• ARBEITSAUFTRAG 1:
Nenne bitte alle Lebensabschnitte, die im Text über die Gefangenen des Alltags mit dem Wort „als“ eingeleitet werden.
• ARBEITSAUFTRAG 2:
Führe den Text über die Gefangenen des Alltags im Anschluss an seinen letzten Satz weiter.

Gefangene des Alltags

Als Kind macht man sich noch nicht so viele Gedanken darüber, was man einmal für ein Mensch sein möchte. Als Jugendlicher versucht man, die verschiedenen Lebensarten auszuprobieren, ist aber häufig unglücklich darüber, wie sehr man an ihnen scheitert. Und als Erwachsener steckt man zu sehr in seinen Gewohnheiten und macht sich zu wenige Gedanken darüber, was man noch für ein anderer Mensch als man selbst sein könnte. Wir werden zu Beobachtern und ich bin damit nicht glücklich; nicht weil ich mir unbedingt ein anderes oder besseres Leben vorstellen kann, sondern weil ich das Gefühl habe, dass wenn wir nicht aufpassen, uns schnell an einer gefährlichen Perspektive festbeißen.

Anfangs mag es noch angenehm erscheinen, immer auf dieselben Erklärungen und Abläufe zurückgreifen zu können. Aber wenn wir nicht danach streben, uns an unsere neue Umgebung anzupassen, verlieren wir uns wahrscheinlich mit der Zeit in Bitterkeit. Wir werden alt und wir versuchen immer wieder dieselben Lösungen, einfach weil wir uns einreden, dass wir es nicht mehr schaffen, uns in etwas Anderes einzuarbeiten. Wir werden überflüssig, weil wir versuchen in einer Welt zu leben, die nicht mehr existiert.

• AUFGEFÜHRTE ZEILEN:
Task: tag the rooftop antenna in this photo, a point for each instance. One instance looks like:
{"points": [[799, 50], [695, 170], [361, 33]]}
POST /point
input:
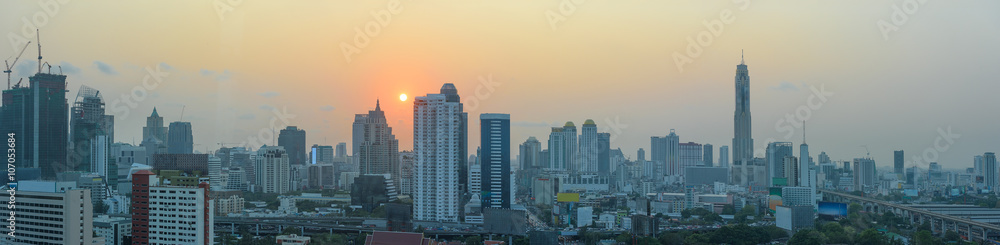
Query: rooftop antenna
{"points": [[11, 65], [38, 36]]}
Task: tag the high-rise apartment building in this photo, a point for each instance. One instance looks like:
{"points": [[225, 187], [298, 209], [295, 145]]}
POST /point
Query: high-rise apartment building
{"points": [[439, 146], [293, 140], [495, 160]]}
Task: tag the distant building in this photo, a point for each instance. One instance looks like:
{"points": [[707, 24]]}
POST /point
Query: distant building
{"points": [[293, 140], [113, 229], [439, 145], [272, 170], [180, 139], [495, 160], [49, 212]]}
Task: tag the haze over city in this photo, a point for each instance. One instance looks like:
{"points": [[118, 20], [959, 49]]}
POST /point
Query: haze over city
{"points": [[231, 67]]}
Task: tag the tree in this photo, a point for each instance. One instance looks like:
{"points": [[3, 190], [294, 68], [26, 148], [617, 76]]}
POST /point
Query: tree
{"points": [[728, 209], [474, 240], [854, 208], [807, 237], [291, 230]]}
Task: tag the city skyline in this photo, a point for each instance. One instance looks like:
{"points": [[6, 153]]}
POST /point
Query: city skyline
{"points": [[696, 101]]}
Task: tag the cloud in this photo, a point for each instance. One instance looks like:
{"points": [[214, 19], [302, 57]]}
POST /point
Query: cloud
{"points": [[105, 68], [269, 94], [166, 67], [224, 76], [527, 124], [785, 86], [69, 68]]}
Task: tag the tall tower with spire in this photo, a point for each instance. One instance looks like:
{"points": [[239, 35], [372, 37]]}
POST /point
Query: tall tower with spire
{"points": [[743, 168]]}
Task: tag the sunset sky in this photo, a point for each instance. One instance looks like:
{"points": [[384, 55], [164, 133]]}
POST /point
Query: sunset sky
{"points": [[229, 64]]}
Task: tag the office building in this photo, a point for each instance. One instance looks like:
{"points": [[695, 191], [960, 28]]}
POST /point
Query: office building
{"points": [[724, 156], [321, 154], [190, 163], [180, 139], [49, 212], [439, 129], [604, 154], [272, 170], [742, 137], [588, 148], [166, 214], [113, 229], [690, 155], [898, 158], [674, 166], [378, 149], [293, 140], [775, 157], [92, 133], [864, 173], [990, 168], [708, 159], [495, 160], [41, 112]]}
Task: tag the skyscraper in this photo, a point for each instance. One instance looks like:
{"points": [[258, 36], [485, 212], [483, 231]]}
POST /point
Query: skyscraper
{"points": [[707, 159], [864, 173], [439, 139], [495, 160], [272, 171], [674, 165], [588, 148], [378, 148], [898, 158], [742, 138], [724, 156], [529, 154], [92, 134], [571, 147], [180, 139], [775, 157], [604, 164], [294, 141], [557, 149], [37, 115], [990, 169]]}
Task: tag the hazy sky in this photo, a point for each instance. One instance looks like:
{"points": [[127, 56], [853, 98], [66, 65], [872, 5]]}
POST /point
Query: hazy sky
{"points": [[550, 62]]}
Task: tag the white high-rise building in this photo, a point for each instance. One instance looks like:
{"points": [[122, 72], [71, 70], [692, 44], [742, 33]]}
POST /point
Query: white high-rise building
{"points": [[743, 167], [724, 156], [49, 212], [272, 171], [674, 165], [588, 148], [438, 129], [215, 172]]}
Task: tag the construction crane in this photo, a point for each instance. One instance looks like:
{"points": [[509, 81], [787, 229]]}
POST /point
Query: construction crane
{"points": [[11, 64]]}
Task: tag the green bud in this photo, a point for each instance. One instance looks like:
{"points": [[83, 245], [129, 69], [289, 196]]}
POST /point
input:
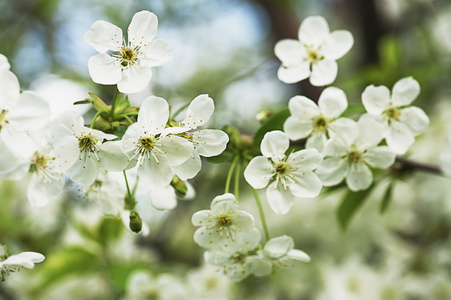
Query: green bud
{"points": [[179, 186], [136, 223]]}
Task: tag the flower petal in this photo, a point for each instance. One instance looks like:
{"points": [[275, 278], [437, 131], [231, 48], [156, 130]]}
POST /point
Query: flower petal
{"points": [[104, 69], [332, 102], [279, 199], [210, 142], [290, 52], [199, 111], [154, 114], [399, 137], [274, 145], [259, 172], [104, 36], [189, 168], [134, 79], [338, 44], [405, 91], [157, 53], [324, 72], [314, 31], [295, 73], [380, 157], [142, 28], [376, 99], [415, 118], [332, 171], [359, 177]]}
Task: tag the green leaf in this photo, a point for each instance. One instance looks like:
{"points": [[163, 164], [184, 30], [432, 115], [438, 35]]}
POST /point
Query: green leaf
{"points": [[351, 202], [386, 199], [275, 122]]}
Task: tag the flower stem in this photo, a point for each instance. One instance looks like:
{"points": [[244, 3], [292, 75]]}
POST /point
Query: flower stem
{"points": [[237, 180], [262, 214], [130, 195], [94, 119], [229, 175]]}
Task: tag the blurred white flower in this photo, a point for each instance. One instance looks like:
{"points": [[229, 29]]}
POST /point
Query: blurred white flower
{"points": [[402, 122], [130, 64], [22, 260], [314, 55], [290, 175], [350, 156], [318, 122], [223, 225]]}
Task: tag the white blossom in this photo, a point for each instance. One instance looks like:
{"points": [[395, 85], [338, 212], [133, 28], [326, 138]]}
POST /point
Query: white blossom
{"points": [[223, 225], [314, 55], [352, 156], [402, 122], [150, 146], [319, 122], [129, 65], [22, 260], [286, 175]]}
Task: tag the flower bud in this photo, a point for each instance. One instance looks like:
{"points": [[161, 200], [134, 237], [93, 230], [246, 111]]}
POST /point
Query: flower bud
{"points": [[136, 223]]}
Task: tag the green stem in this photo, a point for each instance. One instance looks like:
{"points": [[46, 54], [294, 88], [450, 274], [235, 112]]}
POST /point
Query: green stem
{"points": [[229, 175], [94, 119], [237, 180], [262, 214], [130, 197]]}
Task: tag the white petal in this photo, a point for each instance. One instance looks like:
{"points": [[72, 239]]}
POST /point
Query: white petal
{"points": [[324, 72], [112, 156], [306, 185], [359, 177], [415, 118], [279, 246], [104, 36], [332, 102], [399, 137], [189, 168], [290, 52], [380, 157], [210, 142], [224, 204], [332, 171], [143, 27], [154, 114], [32, 112], [156, 53], [279, 199], [296, 129], [342, 126], [317, 141], [376, 99], [258, 172], [405, 91], [314, 31], [295, 73], [163, 198], [176, 150], [199, 111], [338, 44], [274, 145], [307, 159], [104, 69], [134, 79]]}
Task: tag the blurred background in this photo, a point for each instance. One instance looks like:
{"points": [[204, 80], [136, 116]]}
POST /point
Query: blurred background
{"points": [[225, 49]]}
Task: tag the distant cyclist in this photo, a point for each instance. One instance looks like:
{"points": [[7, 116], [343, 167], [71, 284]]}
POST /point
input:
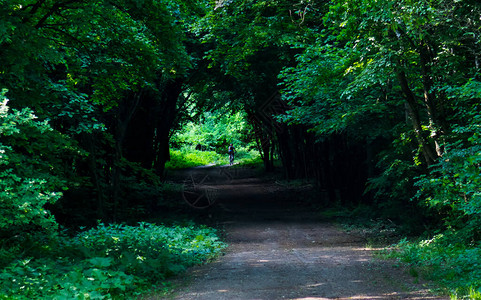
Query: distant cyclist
{"points": [[231, 151]]}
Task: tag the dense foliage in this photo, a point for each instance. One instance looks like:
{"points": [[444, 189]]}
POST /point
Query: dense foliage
{"points": [[378, 101], [105, 262]]}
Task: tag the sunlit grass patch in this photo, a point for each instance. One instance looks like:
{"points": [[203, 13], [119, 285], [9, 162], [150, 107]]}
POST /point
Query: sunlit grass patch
{"points": [[455, 267]]}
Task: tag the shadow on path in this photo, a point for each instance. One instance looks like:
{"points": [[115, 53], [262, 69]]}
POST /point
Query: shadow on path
{"points": [[280, 249]]}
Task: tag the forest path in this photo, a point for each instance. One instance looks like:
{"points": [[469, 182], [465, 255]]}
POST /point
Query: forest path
{"points": [[280, 249]]}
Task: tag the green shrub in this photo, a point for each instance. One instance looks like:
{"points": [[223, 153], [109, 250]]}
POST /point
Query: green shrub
{"points": [[455, 267], [107, 262], [32, 170]]}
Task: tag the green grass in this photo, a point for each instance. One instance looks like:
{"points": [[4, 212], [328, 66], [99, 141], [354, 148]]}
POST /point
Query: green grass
{"points": [[454, 267], [107, 262]]}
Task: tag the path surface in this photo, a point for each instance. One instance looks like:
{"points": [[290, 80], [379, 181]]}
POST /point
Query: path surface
{"points": [[279, 249]]}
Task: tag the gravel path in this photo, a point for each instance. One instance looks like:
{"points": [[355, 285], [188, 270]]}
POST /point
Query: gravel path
{"points": [[279, 249]]}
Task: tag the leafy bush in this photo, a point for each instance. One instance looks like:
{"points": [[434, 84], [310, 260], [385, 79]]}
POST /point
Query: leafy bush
{"points": [[107, 262], [454, 266], [32, 171], [186, 158]]}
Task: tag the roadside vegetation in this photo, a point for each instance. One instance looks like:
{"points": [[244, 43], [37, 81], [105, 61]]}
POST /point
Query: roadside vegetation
{"points": [[377, 103], [204, 142], [105, 262]]}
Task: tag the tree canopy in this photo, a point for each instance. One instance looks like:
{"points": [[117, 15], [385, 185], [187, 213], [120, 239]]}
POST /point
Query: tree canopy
{"points": [[376, 101]]}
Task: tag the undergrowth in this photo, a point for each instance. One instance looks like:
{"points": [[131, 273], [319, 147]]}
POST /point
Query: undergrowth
{"points": [[188, 158], [454, 266], [107, 262]]}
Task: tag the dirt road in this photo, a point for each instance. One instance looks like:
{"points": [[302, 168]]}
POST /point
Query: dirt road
{"points": [[280, 249]]}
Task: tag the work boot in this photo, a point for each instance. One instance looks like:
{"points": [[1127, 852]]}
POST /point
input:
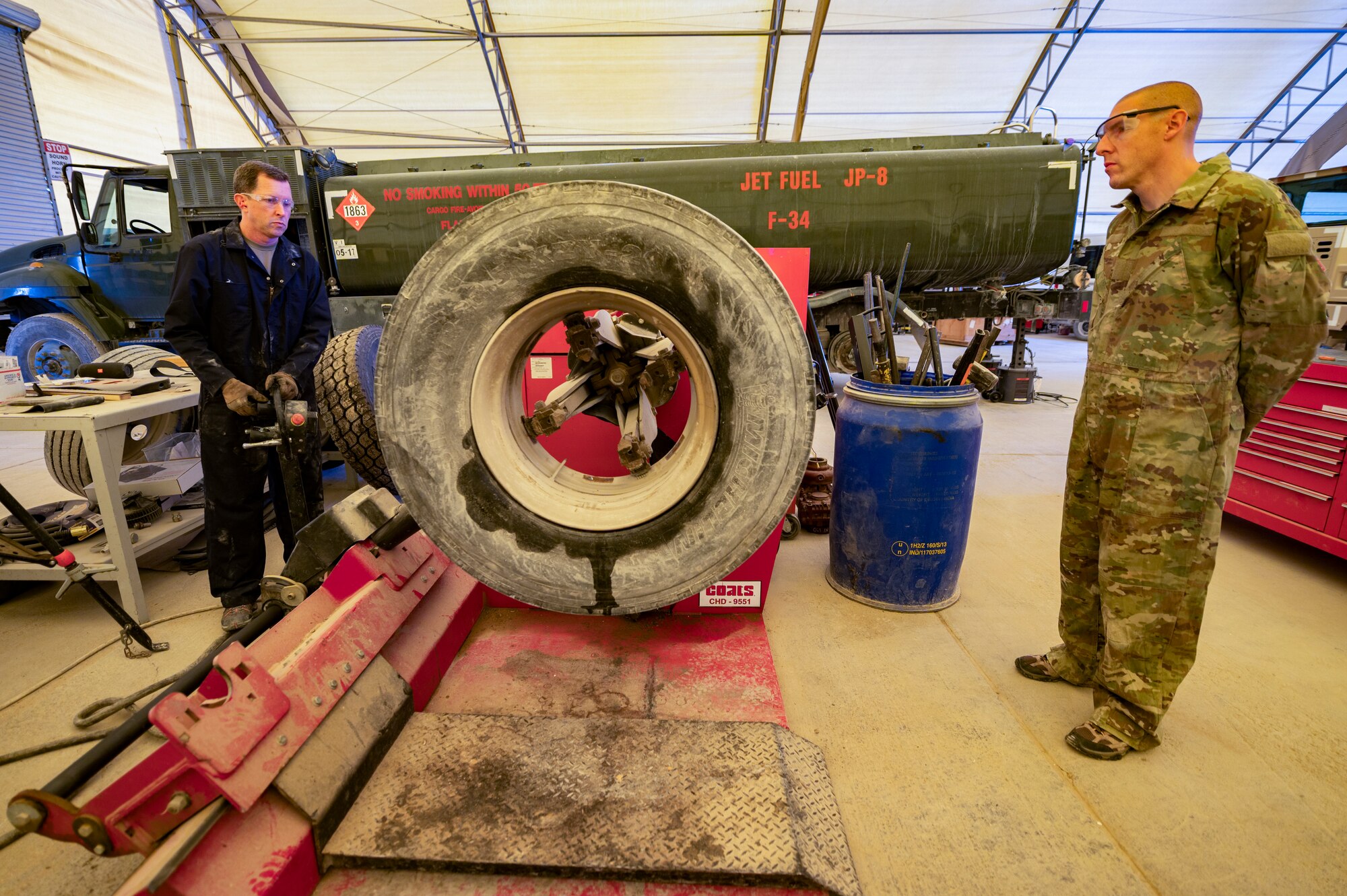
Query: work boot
{"points": [[236, 618], [1090, 740], [1038, 668]]}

• ERGEBNIS 1:
Kind, Jugendlicher, Erwachsener

• ERGEBNIS 2:
Und dann wird uns diese Tatsache bewusst und wir versuchen, trotzdem so weiterzumachen; verschanzen uns vielleicht in kleineren Gruppen, die sich mehr und mehr von der Wirklichkeit verabschieden. Wir wünschen uns die Einfachheit unserer Kindheit zurück, obwohl diese Vorstellung von Einfachheit aus einer Illusion erwachsen ist, die darin besteht, dass wir zu jener Zeit nicht einmal ansatzweise wussten, was uns in der Welt erwarten wird. Wir waren behütet, konnten uns ausprobieren. Doch sind wir heutzutage überhaupt noch in der Lage dazu?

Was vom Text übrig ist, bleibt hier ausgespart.